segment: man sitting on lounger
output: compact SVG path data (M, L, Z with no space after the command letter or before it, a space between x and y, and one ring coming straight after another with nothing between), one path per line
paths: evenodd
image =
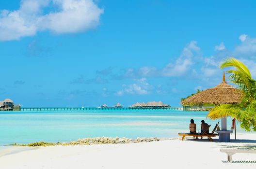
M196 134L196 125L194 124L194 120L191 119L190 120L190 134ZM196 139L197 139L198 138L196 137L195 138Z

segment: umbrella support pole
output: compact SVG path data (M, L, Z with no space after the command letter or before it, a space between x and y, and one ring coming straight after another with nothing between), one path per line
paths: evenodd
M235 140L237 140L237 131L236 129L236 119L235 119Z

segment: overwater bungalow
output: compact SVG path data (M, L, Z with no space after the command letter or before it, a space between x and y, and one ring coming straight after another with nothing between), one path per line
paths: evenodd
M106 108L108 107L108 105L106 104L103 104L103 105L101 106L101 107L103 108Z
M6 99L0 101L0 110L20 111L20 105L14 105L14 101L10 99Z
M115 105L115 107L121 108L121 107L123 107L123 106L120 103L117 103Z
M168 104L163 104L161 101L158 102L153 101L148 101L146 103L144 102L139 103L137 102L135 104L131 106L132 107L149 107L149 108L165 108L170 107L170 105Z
★ ★ ★ ★ ★
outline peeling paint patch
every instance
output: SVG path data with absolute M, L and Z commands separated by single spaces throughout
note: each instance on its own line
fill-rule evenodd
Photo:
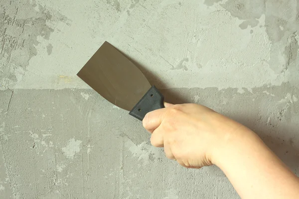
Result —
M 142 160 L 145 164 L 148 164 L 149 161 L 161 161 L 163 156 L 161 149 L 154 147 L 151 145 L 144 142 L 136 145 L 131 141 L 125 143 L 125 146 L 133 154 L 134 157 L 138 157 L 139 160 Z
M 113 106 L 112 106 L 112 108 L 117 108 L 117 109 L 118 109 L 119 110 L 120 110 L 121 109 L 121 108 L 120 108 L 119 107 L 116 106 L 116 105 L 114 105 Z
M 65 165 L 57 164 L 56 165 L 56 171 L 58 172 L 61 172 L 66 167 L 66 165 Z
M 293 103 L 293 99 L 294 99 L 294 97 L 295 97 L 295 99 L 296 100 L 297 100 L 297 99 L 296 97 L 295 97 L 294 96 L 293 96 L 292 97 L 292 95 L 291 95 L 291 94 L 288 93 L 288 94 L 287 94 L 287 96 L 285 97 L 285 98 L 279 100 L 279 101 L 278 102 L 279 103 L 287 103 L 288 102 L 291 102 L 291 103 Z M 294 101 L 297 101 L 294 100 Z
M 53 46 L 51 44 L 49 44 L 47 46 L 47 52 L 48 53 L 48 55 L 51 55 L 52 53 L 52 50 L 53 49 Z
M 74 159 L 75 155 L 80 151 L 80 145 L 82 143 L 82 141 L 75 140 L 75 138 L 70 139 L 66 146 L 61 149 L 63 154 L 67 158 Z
★ ★ ★ ★ ★
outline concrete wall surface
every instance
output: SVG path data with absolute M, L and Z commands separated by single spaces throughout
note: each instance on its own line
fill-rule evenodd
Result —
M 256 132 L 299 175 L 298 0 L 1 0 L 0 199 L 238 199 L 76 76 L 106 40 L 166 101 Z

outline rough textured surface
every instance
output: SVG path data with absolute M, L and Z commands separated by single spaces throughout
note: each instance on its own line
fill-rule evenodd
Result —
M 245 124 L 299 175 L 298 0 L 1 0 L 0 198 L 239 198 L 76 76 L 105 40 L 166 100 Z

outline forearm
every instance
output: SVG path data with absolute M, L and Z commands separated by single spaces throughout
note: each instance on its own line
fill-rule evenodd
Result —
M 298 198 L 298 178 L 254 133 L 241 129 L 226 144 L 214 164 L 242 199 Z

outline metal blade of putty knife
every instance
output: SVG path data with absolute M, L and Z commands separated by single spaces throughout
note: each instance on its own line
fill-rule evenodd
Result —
★ ★ ★ ★ ★
*What this task involves*: Swap "instance" for "occurrence" in the lines that begin at the one containing "outline peeling paint patch" and stop after the one containing "M 293 103 L". Return only those lines, leave the pictures out, and change nothing else.

*Right answer*:
outline peeling paint patch
every occurrence
output: SVG path data with absolute M, L and Z commands separated by single spaces throughout
note: each occurrence on its own line
fill-rule evenodd
Photo:
Result —
M 142 160 L 145 164 L 148 164 L 149 161 L 161 161 L 163 156 L 161 149 L 154 147 L 151 145 L 144 142 L 136 145 L 131 141 L 125 143 L 125 146 L 133 154 L 134 157 L 138 157 L 139 160 Z
M 113 106 L 112 106 L 112 108 L 117 108 L 117 109 L 118 109 L 119 110 L 120 110 L 121 109 L 121 108 L 120 108 L 119 107 L 116 106 L 116 105 L 114 105 Z
M 65 165 L 57 164 L 56 165 L 56 171 L 58 172 L 61 172 L 66 167 L 66 165 Z
M 293 103 L 293 99 L 294 99 L 294 97 L 295 97 L 295 99 L 296 100 L 297 100 L 297 99 L 296 97 L 295 97 L 294 96 L 293 96 L 292 97 L 292 95 L 291 95 L 291 94 L 288 93 L 288 94 L 287 94 L 287 96 L 285 97 L 285 98 L 279 100 L 279 101 L 278 102 L 279 103 L 287 103 L 288 102 L 291 102 L 291 103 Z M 294 101 L 297 101 L 294 100 Z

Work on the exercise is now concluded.